┌─ Data records

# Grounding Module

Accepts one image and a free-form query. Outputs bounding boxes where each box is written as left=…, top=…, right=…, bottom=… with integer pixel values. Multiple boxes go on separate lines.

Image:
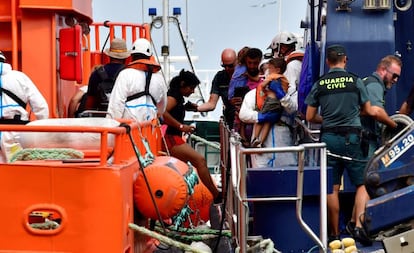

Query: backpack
left=75, top=66, right=119, bottom=117
left=96, top=66, right=116, bottom=111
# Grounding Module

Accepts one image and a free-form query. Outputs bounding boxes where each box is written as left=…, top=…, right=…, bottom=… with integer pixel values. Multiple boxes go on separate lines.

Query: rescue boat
left=2, top=1, right=414, bottom=253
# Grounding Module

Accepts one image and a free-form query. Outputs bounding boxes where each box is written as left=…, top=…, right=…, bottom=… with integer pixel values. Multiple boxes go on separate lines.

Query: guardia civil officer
left=305, top=44, right=374, bottom=246
left=360, top=55, right=401, bottom=158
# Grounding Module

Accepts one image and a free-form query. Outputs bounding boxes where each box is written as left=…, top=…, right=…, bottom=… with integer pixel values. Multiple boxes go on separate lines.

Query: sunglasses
left=221, top=63, right=235, bottom=68
left=386, top=68, right=400, bottom=80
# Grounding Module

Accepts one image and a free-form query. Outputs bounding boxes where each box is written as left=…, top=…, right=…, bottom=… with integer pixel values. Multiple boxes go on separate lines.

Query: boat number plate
left=380, top=132, right=414, bottom=167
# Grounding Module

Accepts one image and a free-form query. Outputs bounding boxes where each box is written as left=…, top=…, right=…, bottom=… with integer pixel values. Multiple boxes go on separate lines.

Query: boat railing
left=227, top=131, right=328, bottom=253
left=0, top=119, right=160, bottom=167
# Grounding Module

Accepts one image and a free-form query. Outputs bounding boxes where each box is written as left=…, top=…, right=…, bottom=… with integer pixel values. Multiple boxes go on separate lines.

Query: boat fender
left=344, top=245, right=358, bottom=253
left=329, top=239, right=342, bottom=250
left=133, top=156, right=194, bottom=220
left=341, top=237, right=355, bottom=248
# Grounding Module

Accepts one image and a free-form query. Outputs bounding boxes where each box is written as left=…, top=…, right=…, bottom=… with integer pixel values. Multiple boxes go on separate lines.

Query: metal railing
left=227, top=131, right=328, bottom=253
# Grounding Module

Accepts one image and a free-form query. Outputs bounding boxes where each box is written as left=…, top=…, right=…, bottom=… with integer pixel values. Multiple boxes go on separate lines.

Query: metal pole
left=278, top=0, right=282, bottom=33
left=162, top=0, right=170, bottom=81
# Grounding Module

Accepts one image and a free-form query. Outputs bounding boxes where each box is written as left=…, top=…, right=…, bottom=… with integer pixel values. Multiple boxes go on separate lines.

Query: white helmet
left=131, top=38, right=152, bottom=56
left=268, top=31, right=298, bottom=54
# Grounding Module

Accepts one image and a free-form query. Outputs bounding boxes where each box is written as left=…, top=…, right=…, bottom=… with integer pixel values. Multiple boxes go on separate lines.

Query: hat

└─

## [Task item]
Output nothing but the lines from the one with "Query: metal pole" through the last line above, each exactly as it stands.

## [Answer section]
Query: metal pole
left=278, top=0, right=282, bottom=33
left=162, top=0, right=170, bottom=81
# Grounding Module

Accepts one image and a free-form query. Outputs bounding boxes where each box is written as left=…, top=…, right=…, bottom=… with integer pixel values. Multiple boxes go on separate lines.

Query: white helmet
left=131, top=38, right=152, bottom=56
left=268, top=31, right=298, bottom=54
# Grounding Module

Accepts one image and a free-form query. Outputs bounding boxes where each box is written as left=…, top=…, right=…, bottom=… with integer pixel values. Multiple boxes go on separate lines.

Query: hat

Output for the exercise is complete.